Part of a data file

══════════════════════════════

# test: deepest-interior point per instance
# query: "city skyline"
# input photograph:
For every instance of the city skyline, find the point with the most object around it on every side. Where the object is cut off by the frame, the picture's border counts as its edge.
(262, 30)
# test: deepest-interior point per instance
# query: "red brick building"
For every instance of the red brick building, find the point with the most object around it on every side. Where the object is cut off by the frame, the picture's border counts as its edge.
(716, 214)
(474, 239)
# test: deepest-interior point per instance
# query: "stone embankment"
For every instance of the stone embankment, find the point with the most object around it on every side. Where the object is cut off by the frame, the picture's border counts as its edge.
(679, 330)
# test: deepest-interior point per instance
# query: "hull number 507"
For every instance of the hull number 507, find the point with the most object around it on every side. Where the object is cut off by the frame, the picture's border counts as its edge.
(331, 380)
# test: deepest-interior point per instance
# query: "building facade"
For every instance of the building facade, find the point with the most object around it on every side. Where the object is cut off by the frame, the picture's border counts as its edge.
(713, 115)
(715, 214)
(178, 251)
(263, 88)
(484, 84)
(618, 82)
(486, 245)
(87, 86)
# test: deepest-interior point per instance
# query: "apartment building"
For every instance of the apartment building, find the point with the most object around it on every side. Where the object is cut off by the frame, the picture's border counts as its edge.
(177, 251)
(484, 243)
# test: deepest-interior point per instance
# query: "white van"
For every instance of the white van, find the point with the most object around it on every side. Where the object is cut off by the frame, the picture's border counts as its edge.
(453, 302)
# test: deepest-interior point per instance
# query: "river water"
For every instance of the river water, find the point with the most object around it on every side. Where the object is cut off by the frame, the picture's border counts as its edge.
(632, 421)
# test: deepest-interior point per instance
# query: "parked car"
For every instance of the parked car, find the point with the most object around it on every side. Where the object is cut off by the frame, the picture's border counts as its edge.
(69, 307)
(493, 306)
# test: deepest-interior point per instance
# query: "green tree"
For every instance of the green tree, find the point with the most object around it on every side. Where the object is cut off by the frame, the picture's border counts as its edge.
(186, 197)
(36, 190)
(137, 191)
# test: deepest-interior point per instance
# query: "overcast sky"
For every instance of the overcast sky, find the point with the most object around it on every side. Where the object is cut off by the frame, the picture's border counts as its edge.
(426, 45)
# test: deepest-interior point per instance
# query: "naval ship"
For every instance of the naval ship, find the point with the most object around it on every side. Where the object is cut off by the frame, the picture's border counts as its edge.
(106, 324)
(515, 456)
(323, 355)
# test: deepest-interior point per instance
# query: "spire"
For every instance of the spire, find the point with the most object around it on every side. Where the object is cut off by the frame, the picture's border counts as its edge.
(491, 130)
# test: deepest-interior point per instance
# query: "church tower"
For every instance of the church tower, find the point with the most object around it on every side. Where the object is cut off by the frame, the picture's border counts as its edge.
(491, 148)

══════════════════════════════

* **What you will do**: Pull out every line of the data above that contains the word "church", and copy each one unchanged.

* **Correct output**:
# query: "church tower"
For every instance of the church tower, find the point with the most object around it on every side. Where the object is cut off by the frame, the picture's border counts as its edge.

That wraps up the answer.